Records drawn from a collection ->
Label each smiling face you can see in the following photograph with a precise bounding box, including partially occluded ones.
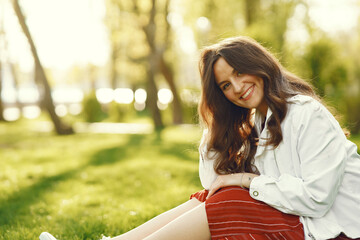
[213,57,268,116]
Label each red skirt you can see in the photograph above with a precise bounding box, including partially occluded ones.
[190,187,356,240]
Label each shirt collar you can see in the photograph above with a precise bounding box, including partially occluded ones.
[254,107,272,135]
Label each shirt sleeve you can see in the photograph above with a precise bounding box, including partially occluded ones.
[199,130,218,190]
[250,101,347,217]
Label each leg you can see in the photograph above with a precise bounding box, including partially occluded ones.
[112,198,201,240]
[144,203,211,240]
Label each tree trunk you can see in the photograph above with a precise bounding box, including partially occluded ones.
[13,0,74,134]
[139,0,164,129]
[146,55,164,129]
[158,0,183,124]
[159,55,183,124]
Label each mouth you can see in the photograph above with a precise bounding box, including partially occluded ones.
[240,85,255,101]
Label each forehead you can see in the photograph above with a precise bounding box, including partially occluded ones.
[213,57,234,84]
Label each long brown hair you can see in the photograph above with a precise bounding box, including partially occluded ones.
[198,37,317,174]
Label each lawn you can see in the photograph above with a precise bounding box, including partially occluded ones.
[0,122,201,240]
[0,121,360,240]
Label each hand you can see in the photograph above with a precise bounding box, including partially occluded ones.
[206,173,258,199]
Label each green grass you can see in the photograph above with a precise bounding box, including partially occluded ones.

TO DO ->
Transcribe the entire listing above verbatim, leaving the picture out of your answer.

TASK OUTPUT ->
Label each smiling face you can see in the following photograph with a precise bounding box, including partially occluded ones.
[213,57,268,116]
Label each red skirt you can see in the photograph above with a precise bounding box, including partially occluded ones.
[190,187,356,240]
Label each shirt collar you can see in the photograph above with a precise bounding box, including partially occluded ones.
[254,107,272,135]
Label each shirt sleeve you can see in the photograph above with a precise bounding box, including partially occluded ones.
[199,130,218,190]
[250,101,347,217]
Label each leg you can see in the photograph above with a precise bounding box, including partially occluded ones.
[112,198,201,240]
[144,203,211,240]
Label each tree trunk you can see in the photograph above with a precise bounding box, including partially occluded ones.
[13,0,74,134]
[139,0,164,129]
[146,55,164,129]
[158,0,183,124]
[159,55,183,124]
Label each mouth you can see in the photograph above with a precise bounding box, including partially occluded ones.
[240,85,255,101]
Label each forehead you can see in the photograph above with a precise bounding box, including partially occluded ones.
[213,57,234,84]
Label each long brown hair you can see in the photograph above with a precise bounding box, including partially occluded ones.
[198,37,317,174]
Label each lawn you can see in the photograph above with a precise bounding box, including partially occluded ones.
[0,122,201,240]
[0,121,360,240]
Label each hand you can see in the photograph above with a precise bounding box, including partially occluded ones.
[206,173,258,199]
Label each green grass you can see in the photograph above with a precise bounding box, including partially occluded ones.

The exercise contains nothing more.